▶ **To do**
A verbatim copy of every entry is required.
______
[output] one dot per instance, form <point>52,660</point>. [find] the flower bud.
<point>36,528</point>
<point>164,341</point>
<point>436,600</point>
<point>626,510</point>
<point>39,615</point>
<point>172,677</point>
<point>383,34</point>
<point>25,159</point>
______
▶ **Response to this exercise**
[output] one dot per instance, form <point>52,660</point>. [find] the flower bud.
<point>36,528</point>
<point>164,341</point>
<point>436,600</point>
<point>626,510</point>
<point>39,615</point>
<point>172,677</point>
<point>383,34</point>
<point>25,159</point>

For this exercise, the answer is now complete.